____ GIVEN INFORMATION
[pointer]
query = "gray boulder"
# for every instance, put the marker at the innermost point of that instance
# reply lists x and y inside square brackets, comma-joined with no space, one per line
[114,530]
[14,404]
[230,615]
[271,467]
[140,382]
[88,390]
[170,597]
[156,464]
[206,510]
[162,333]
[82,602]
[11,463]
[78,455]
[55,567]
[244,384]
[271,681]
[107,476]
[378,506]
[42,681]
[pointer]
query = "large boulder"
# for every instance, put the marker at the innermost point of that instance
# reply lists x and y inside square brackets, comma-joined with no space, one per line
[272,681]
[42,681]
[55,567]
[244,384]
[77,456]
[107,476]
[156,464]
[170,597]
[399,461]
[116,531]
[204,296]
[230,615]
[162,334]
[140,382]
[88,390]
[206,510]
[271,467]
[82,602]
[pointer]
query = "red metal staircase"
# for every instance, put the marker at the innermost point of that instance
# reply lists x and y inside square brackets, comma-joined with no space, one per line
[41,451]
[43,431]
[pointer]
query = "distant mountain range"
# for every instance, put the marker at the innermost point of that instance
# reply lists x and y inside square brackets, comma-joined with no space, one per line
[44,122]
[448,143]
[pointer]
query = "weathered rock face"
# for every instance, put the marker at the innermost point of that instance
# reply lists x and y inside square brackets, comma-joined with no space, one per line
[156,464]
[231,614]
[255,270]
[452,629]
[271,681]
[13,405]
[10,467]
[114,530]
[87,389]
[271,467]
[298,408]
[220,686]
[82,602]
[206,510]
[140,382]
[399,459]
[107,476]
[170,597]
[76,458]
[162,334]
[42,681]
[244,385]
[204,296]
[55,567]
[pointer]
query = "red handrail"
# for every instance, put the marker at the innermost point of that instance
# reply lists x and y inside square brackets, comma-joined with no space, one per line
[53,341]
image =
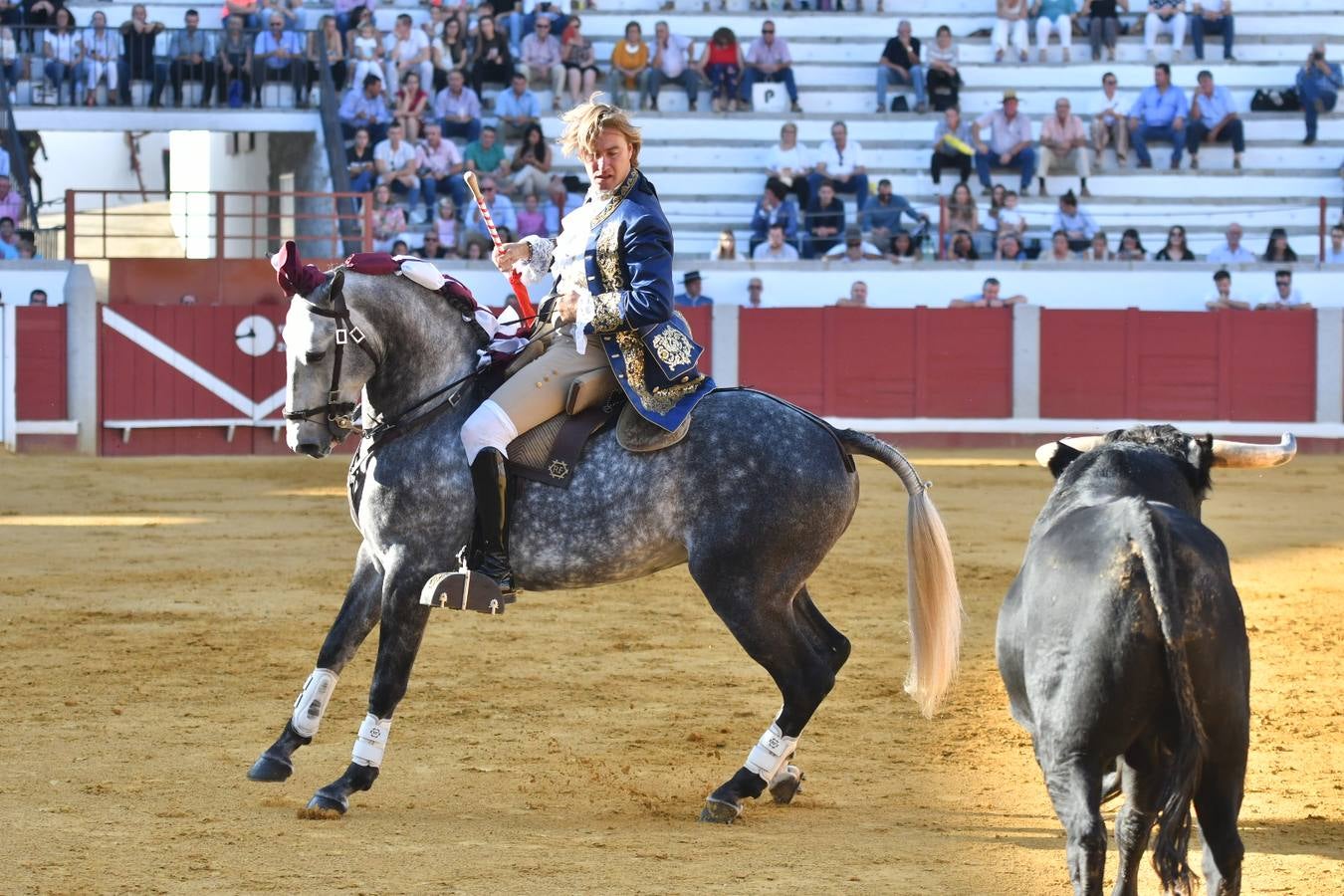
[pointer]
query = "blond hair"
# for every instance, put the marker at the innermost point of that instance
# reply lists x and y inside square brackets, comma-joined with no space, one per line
[583,123]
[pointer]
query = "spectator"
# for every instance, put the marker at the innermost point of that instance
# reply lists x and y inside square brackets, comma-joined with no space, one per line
[100,57]
[364,108]
[1104,26]
[691,295]
[1164,16]
[61,49]
[1277,250]
[951,146]
[1099,249]
[1213,118]
[1131,247]
[365,53]
[755,289]
[1010,20]
[825,220]
[406,49]
[579,62]
[1009,142]
[277,55]
[531,219]
[540,61]
[388,218]
[411,105]
[855,249]
[943,76]
[789,164]
[1058,251]
[440,165]
[1109,122]
[1213,16]
[629,68]
[1058,16]
[1222,296]
[502,211]
[1159,114]
[840,162]
[899,65]
[905,249]
[394,160]
[1232,251]
[768,61]
[1283,299]
[359,162]
[1317,84]
[1335,254]
[775,249]
[882,215]
[491,58]
[988,297]
[1063,141]
[857,296]
[460,108]
[1008,249]
[137,55]
[726,250]
[517,108]
[963,247]
[1175,250]
[722,65]
[674,62]
[531,165]
[234,64]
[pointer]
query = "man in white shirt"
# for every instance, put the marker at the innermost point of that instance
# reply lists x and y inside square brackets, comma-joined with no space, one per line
[1232,251]
[672,64]
[1109,121]
[775,249]
[840,164]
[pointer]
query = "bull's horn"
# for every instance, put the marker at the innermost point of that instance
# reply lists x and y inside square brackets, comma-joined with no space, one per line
[1082,443]
[1248,454]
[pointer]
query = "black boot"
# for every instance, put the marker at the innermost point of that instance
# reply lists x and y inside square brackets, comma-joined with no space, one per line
[490,481]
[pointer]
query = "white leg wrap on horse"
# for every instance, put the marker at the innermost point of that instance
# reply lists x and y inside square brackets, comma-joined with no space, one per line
[771,754]
[371,742]
[488,426]
[312,702]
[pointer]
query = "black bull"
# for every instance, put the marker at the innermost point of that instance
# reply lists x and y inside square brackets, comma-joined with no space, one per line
[1122,641]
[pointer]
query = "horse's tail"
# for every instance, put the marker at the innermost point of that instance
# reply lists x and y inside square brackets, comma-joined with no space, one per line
[932,587]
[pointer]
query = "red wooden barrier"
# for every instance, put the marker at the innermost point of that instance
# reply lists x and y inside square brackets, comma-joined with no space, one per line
[1238,365]
[41,364]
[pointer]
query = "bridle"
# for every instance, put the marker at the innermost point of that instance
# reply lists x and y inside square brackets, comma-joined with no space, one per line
[337,415]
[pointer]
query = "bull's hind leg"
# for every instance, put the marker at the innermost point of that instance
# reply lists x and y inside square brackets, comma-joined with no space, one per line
[398,642]
[356,618]
[801,652]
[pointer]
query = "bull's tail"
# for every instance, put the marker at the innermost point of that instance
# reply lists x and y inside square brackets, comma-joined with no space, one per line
[932,585]
[1174,821]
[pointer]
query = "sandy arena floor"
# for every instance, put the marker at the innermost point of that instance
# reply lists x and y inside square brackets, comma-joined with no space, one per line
[157,618]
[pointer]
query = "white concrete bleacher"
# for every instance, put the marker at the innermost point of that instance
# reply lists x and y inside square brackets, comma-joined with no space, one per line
[709,171]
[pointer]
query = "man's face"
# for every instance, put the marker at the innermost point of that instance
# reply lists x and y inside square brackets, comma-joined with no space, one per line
[611,160]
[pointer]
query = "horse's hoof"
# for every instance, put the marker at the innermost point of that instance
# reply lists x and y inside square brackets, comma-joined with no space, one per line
[786,784]
[718,811]
[271,769]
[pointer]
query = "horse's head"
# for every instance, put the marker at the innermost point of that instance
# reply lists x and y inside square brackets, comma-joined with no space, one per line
[329,358]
________
= PROBLEM STATEMENT =
Reproduce every entry word for word, but skip any pictures.

= RESPONSE BELOW =
[pointer]
query = "gray boulder"
# for every instance, put the marker at the innermost point of that instance
# reply lists x and y inside square brackets, comma-joined with no space, one per line
[114,530]
[14,404]
[230,615]
[271,467]
[140,382]
[88,390]
[170,597]
[156,464]
[206,510]
[162,333]
[82,602]
[11,463]
[78,455]
[55,567]
[244,384]
[271,681]
[107,476]
[378,506]
[42,681]
[pointer]
query = "large boulder"
# for every instance, put the marker at the innermost point of that instance
# reply lists x and y inside square brackets, comma-joined with no space, one per line
[272,681]
[42,681]
[55,567]
[244,384]
[77,456]
[107,476]
[156,464]
[170,597]
[399,461]
[116,531]
[204,296]
[230,615]
[162,334]
[140,382]
[88,390]
[206,510]
[271,467]
[82,602]
[pointer]
query = "red metal staircase"
# for every instance, put the marker at the innermost point of that instance
# reply lists x and y inside square brackets, comma-joined with no space, one per line
[41,451]
[43,431]
[pointer]
query = "distant mountain range"
# for every instance, put the marker at the innermost point of that instance
# reply lists x and y inside square brackets, comma-joined with no space, one per line
[44,122]
[448,143]
[pointer]
query = "weathered rock face"
# for every instance, put the marker at the innermost point of that instance
# reply lists x and y inside square brackets, comma-joined with no space, one per line
[156,464]
[231,614]
[255,270]
[452,629]
[271,681]
[13,405]
[10,467]
[114,530]
[87,389]
[271,467]
[298,408]
[220,686]
[82,602]
[206,510]
[140,382]
[399,459]
[107,476]
[170,597]
[76,458]
[162,334]
[42,681]
[244,385]
[204,296]
[55,567]
[pointer]
query = "red handrail"
# for every instance, put the marker at the innermost point of that instance
# reply lists x and y inside square brackets, comma-joined with no space, one per line
[53,341]
image =
[pointer]
query = "blond hair"
# for every instance, put the marker at the innermost point of that instance
# reply lists x and y inside square brackets, comma-joined with no space, one per line
[583,123]
[pointer]
query = "spectator"
# for every instance, put the marker at the innermost point of that instance
# reply lists x and y inside square brackets, comma-joined with no space, one per line
[100,57]
[364,108]
[1104,26]
[691,295]
[1164,16]
[61,49]
[1277,250]
[951,146]
[1099,249]
[1213,118]
[1131,247]
[365,53]
[755,289]
[1010,20]
[825,220]
[406,49]
[579,62]
[1009,142]
[277,55]
[531,219]
[540,61]
[388,218]
[411,105]
[855,249]
[943,76]
[789,164]
[1058,251]
[440,165]
[1109,122]
[1213,16]
[629,68]
[1058,16]
[1222,296]
[502,211]
[1159,114]
[840,162]
[899,65]
[905,249]
[394,160]
[1232,251]
[768,61]
[1283,299]
[359,162]
[1317,84]
[1335,254]
[775,249]
[882,215]
[491,58]
[988,297]
[1063,141]
[857,296]
[460,108]
[1008,249]
[137,55]
[726,250]
[517,108]
[963,247]
[1175,250]
[722,65]
[674,62]
[531,165]
[234,64]
[pointer]
query = "man in white shirt"
# for every instance, put the marker at the innermost point of that instance
# reply lists x and y inside square brackets, comma-joined with no space, one per line
[1232,251]
[672,64]
[1109,121]
[775,249]
[840,164]
[pointer]
query = "bull's horn"
# for every instance, put the marker at the innermost point of that instance
# reply lists x and y inside square brackets, comma-joined with no space, one per line
[1082,443]
[1248,454]
[pointer]
query = "black boot"
# for every instance, put the marker at the innermost point of that instance
# reply lists x and y inside square brackets, comma-joined with no space, one per line
[490,481]
[pointer]
query = "white leg wrap on horse"
# for every instance, put the marker at the innermost point of that instance
# reply lists x and y inside square brackets, comma-joined with no space, one per line
[771,754]
[371,742]
[488,426]
[312,702]
[pointer]
query = "black bull"
# for every instance, put the marker at the innermost point of that instance
# reply lists x and y inside square brackets, comma-joined with no space, one per line
[1122,641]
[pointer]
query = "horse's tail"
# for every instance, put the marker at the innermost point of that instance
# reply lists x and y inside square brackets, comma-joined with no space, one per line
[932,587]
[pointer]
query = "red wooden barrier"
# for every instance, put the marker at the innermost point of that instance
# reply lists x and y inside square brackets, comma-joined with no space, one per line
[1238,365]
[41,364]
[pointer]
query = "bridle"
# for every instance, put the marker at the innermost point of that instance
# reply lists x and y inside square brackets, comma-joined with no space, one per line
[337,415]
[pointer]
query = "bull's hind leg"
# for every instance, put the marker at the innermost point of that instance
# reply lists x and y inside square brackets, comma-joined with no space, one per line
[398,642]
[356,618]
[801,652]
[pointer]
query = "bull's tail"
# for every instance, put the marker at the innermost point of that instance
# reply lists x and y inside square brackets, comma-joined with no space, one per line
[932,585]
[1174,821]
[pointer]
query = "sandy arena floor"
# for every instance, put the marker at the innermost point of that instance
# reply lists x and y inside square brackets, comma-joined with no space, one per line
[157,618]
[pointer]
query = "white concrete bleacher"
# for every instance, put the marker at the innermost point of that instance
# reply lists x and y inside square brackets, comma-joined with no space, one per line
[709,171]
[pointer]
query = "man's face"
# for every instance, put the marker at the innermost point of that instance
# reply lists x and y inside square brackets, comma-joined with no space, one per line
[611,160]
[pointer]
query = "horse's hoof"
# for every instance, put the marker at the innermost point of that instance
# reply lists x and y inside square brackets, comma-joined with no space, one per line
[786,784]
[718,811]
[271,769]
[pointer]
query = "horse's head"
# for every instance, put the marker at the innermost point of that instance
# reply lists x and y inside square brackets, comma-joined with no space, one per line
[329,358]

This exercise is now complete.